Extracted information =>
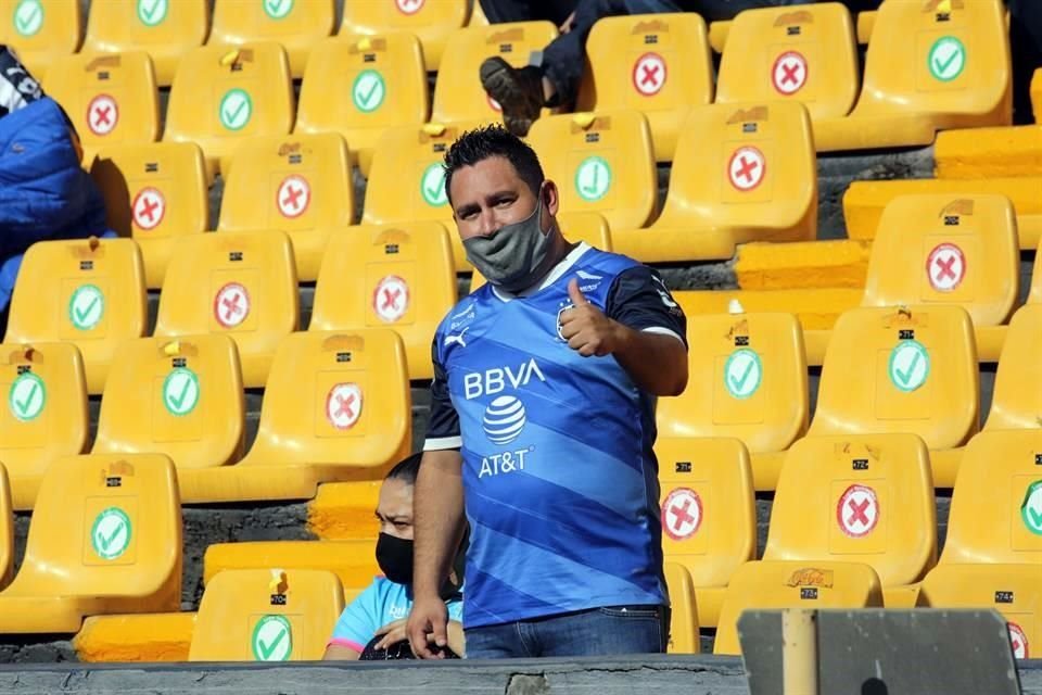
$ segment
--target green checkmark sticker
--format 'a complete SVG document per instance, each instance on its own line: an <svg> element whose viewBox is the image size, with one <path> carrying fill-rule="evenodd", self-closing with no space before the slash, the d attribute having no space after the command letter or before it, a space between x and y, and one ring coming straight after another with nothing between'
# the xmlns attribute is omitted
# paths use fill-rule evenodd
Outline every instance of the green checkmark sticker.
<svg viewBox="0 0 1042 695"><path fill-rule="evenodd" d="M448 202L448 195L445 194L445 169L440 163L435 162L423 170L423 176L420 177L420 194L432 207Z"/></svg>
<svg viewBox="0 0 1042 695"><path fill-rule="evenodd" d="M31 371L18 375L18 378L11 384L11 391L8 393L8 406L14 419L22 422L30 422L40 416L43 412L43 405L47 403L47 387L43 379Z"/></svg>
<svg viewBox="0 0 1042 695"><path fill-rule="evenodd" d="M293 628L283 616L264 616L253 628L250 641L257 661L288 661L293 654Z"/></svg>
<svg viewBox="0 0 1042 695"><path fill-rule="evenodd" d="M217 108L220 125L229 130L242 130L253 115L253 100L245 89L229 89Z"/></svg>
<svg viewBox="0 0 1042 695"><path fill-rule="evenodd" d="M739 348L724 363L724 388L732 397L744 400L760 389L763 381L763 363L760 355L749 348Z"/></svg>
<svg viewBox="0 0 1042 695"><path fill-rule="evenodd" d="M188 367L177 367L163 380L163 406L170 415L188 415L199 405L199 377Z"/></svg>
<svg viewBox="0 0 1042 695"><path fill-rule="evenodd" d="M954 36L943 36L933 41L926 60L933 79L950 83L966 67L966 47Z"/></svg>
<svg viewBox="0 0 1042 695"><path fill-rule="evenodd" d="M387 85L383 81L383 75L374 70L364 70L355 77L355 84L351 88L351 98L355 102L355 109L363 113L372 113L383 104L383 99L387 93Z"/></svg>
<svg viewBox="0 0 1042 695"><path fill-rule="evenodd" d="M888 371L899 391L915 391L930 375L930 353L917 340L902 340L890 351Z"/></svg>
<svg viewBox="0 0 1042 695"><path fill-rule="evenodd" d="M103 560L114 560L130 546L130 517L119 507L103 509L90 528L90 543Z"/></svg>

Task => Rewrite all the records above as a two-column CSV with the headers request and answer. Give one row for each request, putting its text and its answer each in a single quoted field with line breaks changed to spaces, and leave the pictures out.

Worked solution =>
request,answer
"$ segment --target green checkmark sticker --format 'a complete SVG document per instance, each instance on its own line: an <svg> element whose viewBox is the image size, with one <path> carrying fill-rule=""evenodd"", self-closing with no space before the slash, the d attribute having no space after the command letter or before it, a space between x and y, and one ring coming straight after another with nothing between' # the xmlns attribute is omitted # paths use fill-rule evenodd Outline every instance of the green checkmark sticker.","<svg viewBox=""0 0 1042 695""><path fill-rule=""evenodd"" d=""M448 202L448 195L445 194L445 169L440 163L435 162L423 170L423 176L420 177L420 194L432 207Z""/></svg> <svg viewBox=""0 0 1042 695""><path fill-rule=""evenodd"" d=""M31 371L18 375L18 378L11 384L11 391L8 393L8 406L14 419L22 422L30 422L40 416L43 412L43 405L47 403L47 387L43 379Z""/></svg> <svg viewBox=""0 0 1042 695""><path fill-rule=""evenodd"" d=""M293 628L283 616L264 616L253 628L250 641L257 661L288 661L293 654Z""/></svg> <svg viewBox=""0 0 1042 695""><path fill-rule=""evenodd"" d=""M217 108L220 125L229 130L242 130L253 115L253 100L245 89L229 89Z""/></svg> <svg viewBox=""0 0 1042 695""><path fill-rule=""evenodd"" d=""M739 348L724 363L724 388L732 397L744 400L760 389L763 381L763 363L760 355L749 348Z""/></svg> <svg viewBox=""0 0 1042 695""><path fill-rule=""evenodd"" d=""M188 367L177 367L163 380L163 406L170 415L188 415L199 405L199 377Z""/></svg> <svg viewBox=""0 0 1042 695""><path fill-rule=""evenodd"" d=""M954 36L943 36L933 41L926 60L933 79L950 83L966 67L966 47Z""/></svg> <svg viewBox=""0 0 1042 695""><path fill-rule=""evenodd"" d=""M387 85L383 81L383 75L374 70L364 70L355 77L355 84L351 88L351 98L355 102L355 109L363 113L372 113L383 104L383 99L387 93Z""/></svg> <svg viewBox=""0 0 1042 695""><path fill-rule=""evenodd"" d=""M888 371L899 391L915 391L930 375L930 353L917 340L902 340L890 351Z""/></svg> <svg viewBox=""0 0 1042 695""><path fill-rule=""evenodd"" d=""M103 560L114 560L130 546L130 517L119 507L103 509L90 528L90 543Z""/></svg>"